[EXERCISES TO COMPLETE]
(a) According to the abstract, how long will the excised Limulus eye survive?
(b) From the abstract, write out the passage between "Action potentials from" and "one active fibre.", inclusive, substituting "visual nerve" for "optic nerve".
(c) Please mark each statement yes or no according to the abstract, quoting the words that decide it: (i) each ommatidium of the Limulus lateral eye is supplied with one nerve fibre; (ii) the eye itself contains ganglion cells; (iii) the optic nerve of Limulus contains much connective tissue.

[EXTRACTED TEXT — start]

Abstract
One of us 1 has reported “small but definite electrical changes” in the optic nerve of Limulus polyphemus when the eye is exposed to light. The present communication continues this study with improved methods which have made it possible to record impulses in single fibres of that nerve, by means of a battery coupled amplifier and Matthews' oscillograph.
The compound lateral eye of Limulus is an admirable preparation for the study of photoreception. Each of the large and widely spaced ommatidia is supplied with one nerve fibre which runs directly to the central ganglion. In the eye itself there is no evidence of either ganglion cells or neural interconnections. The optic nerve is easily obtained and the eye, together with a centimeter or more of optic nerve attached, may be excised and will survive 8 hours or longer.
Action potentials from the whole nerve were studied in the young animal. When the eye is illuminated there is developed a succession of slow potential changes, superimposed on which are the typical rapid changes associated with the conduction of nerve impulses. In the whole nerve these impulses are quite irregular and resemble the responses recorded from the optic nerve of Conger vulgaris by Adrian and Matthews. 2
A study of the discharge of impulses from a restricted number of sense cells is made possible by the circumstance that the optic nerve of Limulus contains little connective tissue, and hence can be separated into bundles containing only a few fibres. Moreover, in the adult animal it appears that many of the ommatidia are no longer functional, and it frequently happens that in a small bundle separated off from the whole optic nerve there is only one active fibre.

[EXTRACTED TEXT — finish]
[STORED DATA — start]

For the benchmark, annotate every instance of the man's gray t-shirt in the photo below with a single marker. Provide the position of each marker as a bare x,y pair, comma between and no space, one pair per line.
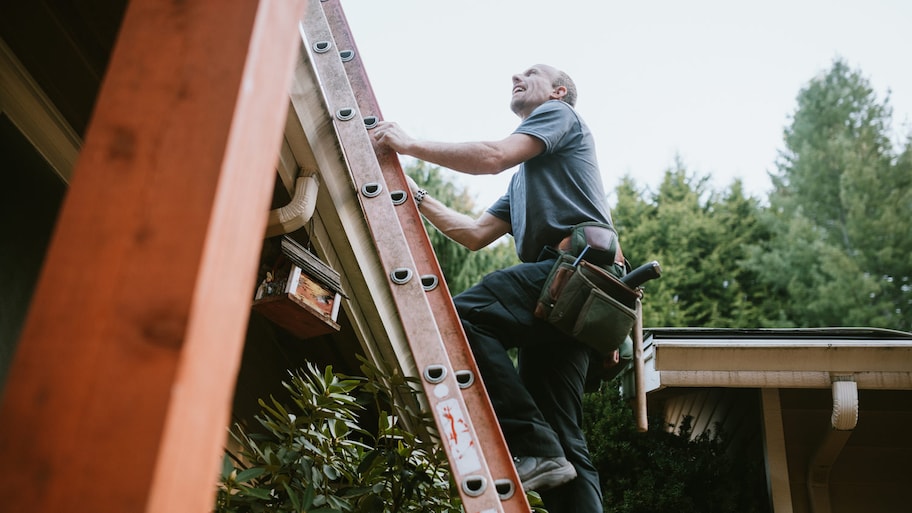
557,189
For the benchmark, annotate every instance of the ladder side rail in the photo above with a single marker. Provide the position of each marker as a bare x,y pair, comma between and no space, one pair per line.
455,428
474,393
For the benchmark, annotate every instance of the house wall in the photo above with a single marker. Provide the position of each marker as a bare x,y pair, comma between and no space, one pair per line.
872,473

[STORED DATA — finish]

[SOLUTIONS TO EACH TASK]
(a) 8 hours or longer.

(b)
Action potentials from the whole nerve were studied in the young animal. When the eye is illuminated there is developed a succession of slow potential changes, superimposed on which are the typical rapid changes associated with the conduction of nerve impulses. In the whole nerve these impulses are quite irregular and resemble the responses recorded from the visual nerve of Conger vulgaris by Adrian and Matthews. 2
A study of the discharge of impulses from a restricted number of sense cells is made possible by the circumstance that the visual nerve of Limulus contains little connective tissue, and hence can be separated into bundles containing only a few fibres. Moreover, in the adult animal it appears that many of the ommatidia are no longer functional, and it frequently happens that in a small bundle separated off from the whole visual nerve there is only one active fibre.

(c)
(i) Yes: "Each of the large and widely spaced ommatidia is supplied with one nerve fibre"
(ii) No: "In the eye itself there is no evidence of either ganglion cells or neural interconnections."
(iii) No: "the optic nerve of Limulus contains little connective tissue"